Try it:
Provide only the number of lines in the data below that contain the word "grass".
====== Input material ======
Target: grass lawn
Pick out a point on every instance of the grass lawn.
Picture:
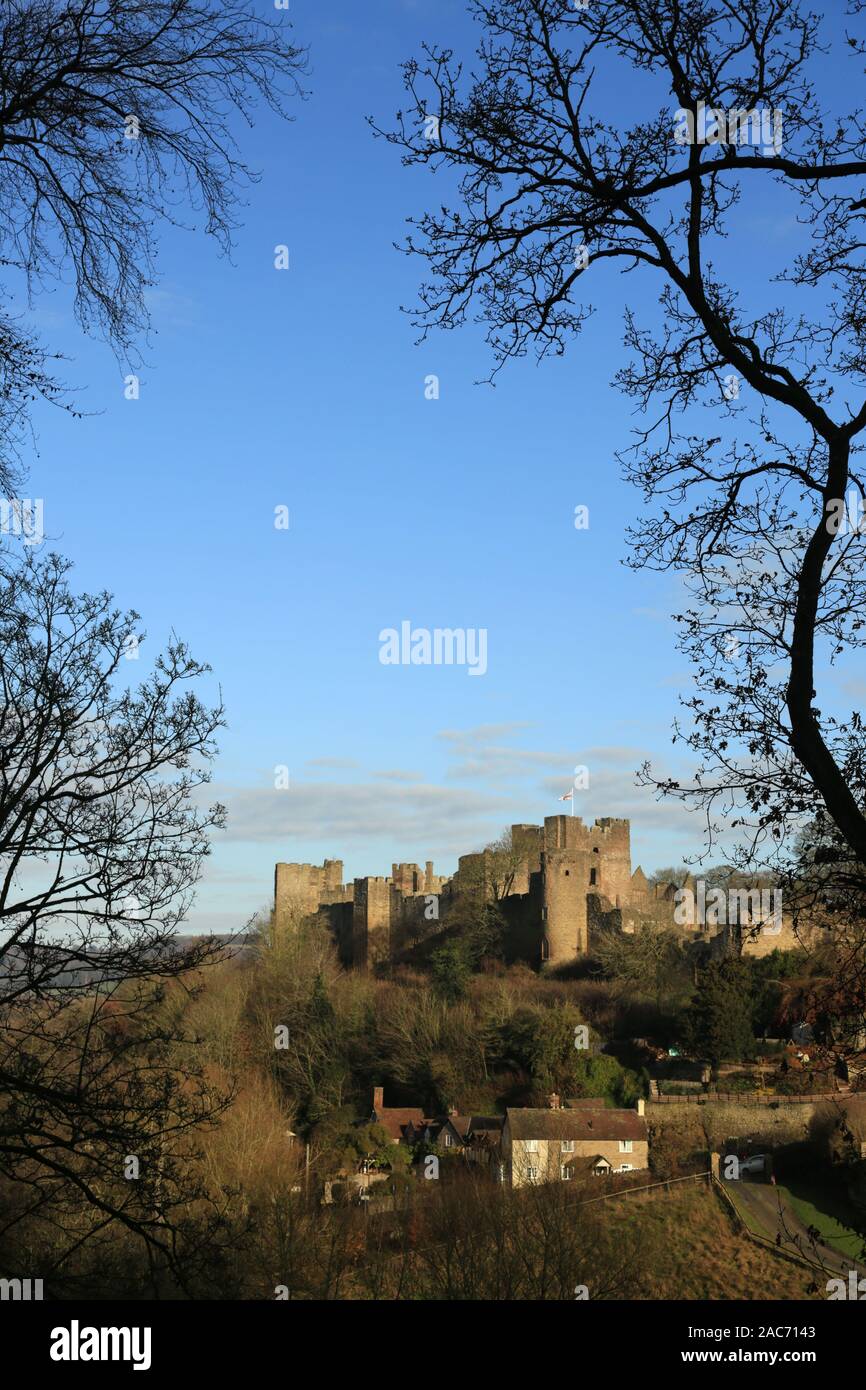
(698, 1253)
(829, 1212)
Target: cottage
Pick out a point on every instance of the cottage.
(559, 1144)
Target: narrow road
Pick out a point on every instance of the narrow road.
(761, 1201)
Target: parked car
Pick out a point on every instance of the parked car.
(755, 1164)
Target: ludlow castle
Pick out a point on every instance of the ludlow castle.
(553, 884)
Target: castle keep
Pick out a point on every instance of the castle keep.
(560, 877)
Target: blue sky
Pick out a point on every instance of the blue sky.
(306, 389)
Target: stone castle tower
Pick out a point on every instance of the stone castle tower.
(562, 875)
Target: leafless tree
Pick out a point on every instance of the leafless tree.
(102, 838)
(548, 192)
(114, 116)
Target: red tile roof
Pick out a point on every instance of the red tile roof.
(396, 1121)
(583, 1123)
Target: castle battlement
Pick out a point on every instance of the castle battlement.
(558, 873)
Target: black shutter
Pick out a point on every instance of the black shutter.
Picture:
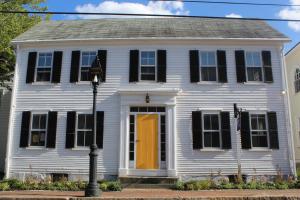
(194, 66)
(245, 131)
(222, 66)
(273, 130)
(70, 133)
(225, 127)
(240, 66)
(197, 129)
(31, 67)
(51, 133)
(161, 66)
(75, 64)
(25, 129)
(99, 129)
(267, 66)
(57, 62)
(102, 54)
(134, 66)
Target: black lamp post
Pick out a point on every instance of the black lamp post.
(92, 189)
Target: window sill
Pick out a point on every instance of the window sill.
(43, 83)
(212, 150)
(261, 150)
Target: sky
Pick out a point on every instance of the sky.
(292, 30)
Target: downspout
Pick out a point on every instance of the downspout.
(288, 116)
(11, 116)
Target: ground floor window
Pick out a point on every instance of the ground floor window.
(259, 132)
(38, 130)
(211, 130)
(84, 130)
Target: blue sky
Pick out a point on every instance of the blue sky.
(293, 32)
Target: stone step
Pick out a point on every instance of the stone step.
(148, 180)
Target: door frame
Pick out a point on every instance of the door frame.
(161, 164)
(161, 97)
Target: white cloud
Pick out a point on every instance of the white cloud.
(233, 15)
(291, 13)
(152, 7)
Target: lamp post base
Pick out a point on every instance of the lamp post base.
(92, 190)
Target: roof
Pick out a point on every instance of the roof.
(140, 28)
(292, 49)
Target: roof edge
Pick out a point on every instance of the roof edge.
(153, 38)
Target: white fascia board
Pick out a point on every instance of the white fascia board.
(283, 40)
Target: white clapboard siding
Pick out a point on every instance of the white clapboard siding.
(5, 97)
(66, 96)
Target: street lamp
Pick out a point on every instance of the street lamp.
(92, 189)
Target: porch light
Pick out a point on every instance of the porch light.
(147, 99)
(92, 189)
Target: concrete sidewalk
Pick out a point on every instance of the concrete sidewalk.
(158, 194)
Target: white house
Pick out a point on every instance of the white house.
(192, 71)
(292, 60)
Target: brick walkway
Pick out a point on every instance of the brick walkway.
(158, 194)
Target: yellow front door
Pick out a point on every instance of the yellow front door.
(147, 141)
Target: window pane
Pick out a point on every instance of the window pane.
(38, 138)
(209, 73)
(259, 141)
(207, 124)
(215, 139)
(88, 138)
(207, 139)
(80, 138)
(256, 59)
(215, 122)
(81, 121)
(35, 122)
(249, 60)
(89, 121)
(254, 73)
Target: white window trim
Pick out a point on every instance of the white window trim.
(76, 131)
(31, 129)
(37, 66)
(140, 65)
(220, 134)
(216, 66)
(261, 66)
(80, 65)
(267, 130)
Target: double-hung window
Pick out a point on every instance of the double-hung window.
(84, 130)
(87, 59)
(44, 67)
(254, 66)
(297, 80)
(148, 66)
(211, 130)
(38, 130)
(208, 67)
(259, 132)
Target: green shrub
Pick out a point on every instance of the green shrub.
(114, 186)
(179, 185)
(4, 186)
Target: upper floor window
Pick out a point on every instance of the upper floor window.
(87, 59)
(297, 80)
(148, 66)
(259, 132)
(208, 68)
(84, 130)
(254, 66)
(38, 130)
(44, 67)
(211, 130)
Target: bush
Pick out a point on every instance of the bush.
(4, 186)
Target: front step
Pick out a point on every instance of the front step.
(147, 182)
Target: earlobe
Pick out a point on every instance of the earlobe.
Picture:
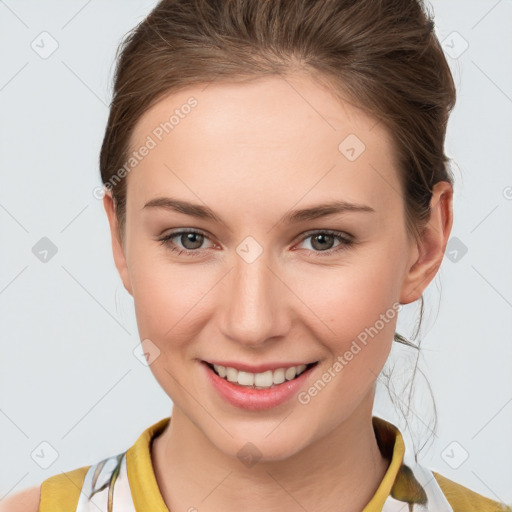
(117, 247)
(428, 252)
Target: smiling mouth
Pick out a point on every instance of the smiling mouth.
(263, 380)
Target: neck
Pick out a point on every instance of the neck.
(341, 471)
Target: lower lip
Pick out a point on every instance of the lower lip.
(256, 399)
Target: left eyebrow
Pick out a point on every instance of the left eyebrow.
(295, 216)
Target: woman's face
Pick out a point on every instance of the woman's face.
(262, 286)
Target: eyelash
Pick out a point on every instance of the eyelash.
(344, 245)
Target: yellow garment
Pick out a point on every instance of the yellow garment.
(60, 493)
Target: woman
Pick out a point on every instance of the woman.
(243, 136)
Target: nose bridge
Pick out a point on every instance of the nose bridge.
(255, 309)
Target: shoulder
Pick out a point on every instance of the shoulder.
(463, 499)
(23, 501)
(58, 492)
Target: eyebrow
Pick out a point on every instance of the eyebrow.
(295, 216)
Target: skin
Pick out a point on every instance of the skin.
(252, 152)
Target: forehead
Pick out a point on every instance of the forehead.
(280, 137)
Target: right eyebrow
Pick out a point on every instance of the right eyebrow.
(295, 216)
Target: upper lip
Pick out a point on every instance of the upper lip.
(258, 368)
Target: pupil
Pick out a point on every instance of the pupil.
(189, 237)
(322, 237)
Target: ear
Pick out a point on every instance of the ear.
(117, 246)
(428, 252)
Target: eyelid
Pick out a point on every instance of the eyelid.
(345, 239)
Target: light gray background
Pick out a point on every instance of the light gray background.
(68, 373)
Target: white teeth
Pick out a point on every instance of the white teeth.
(245, 378)
(221, 370)
(259, 380)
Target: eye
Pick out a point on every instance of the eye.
(322, 240)
(192, 240)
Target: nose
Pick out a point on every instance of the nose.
(257, 303)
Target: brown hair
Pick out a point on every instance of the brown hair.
(381, 55)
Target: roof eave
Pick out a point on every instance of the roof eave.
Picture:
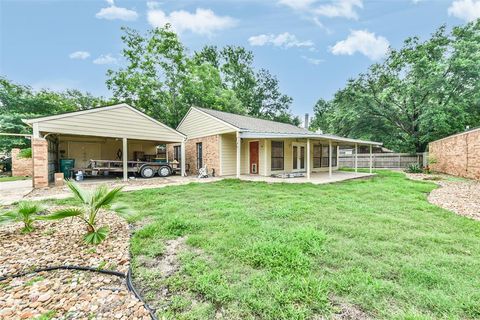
======
Answer to this task:
2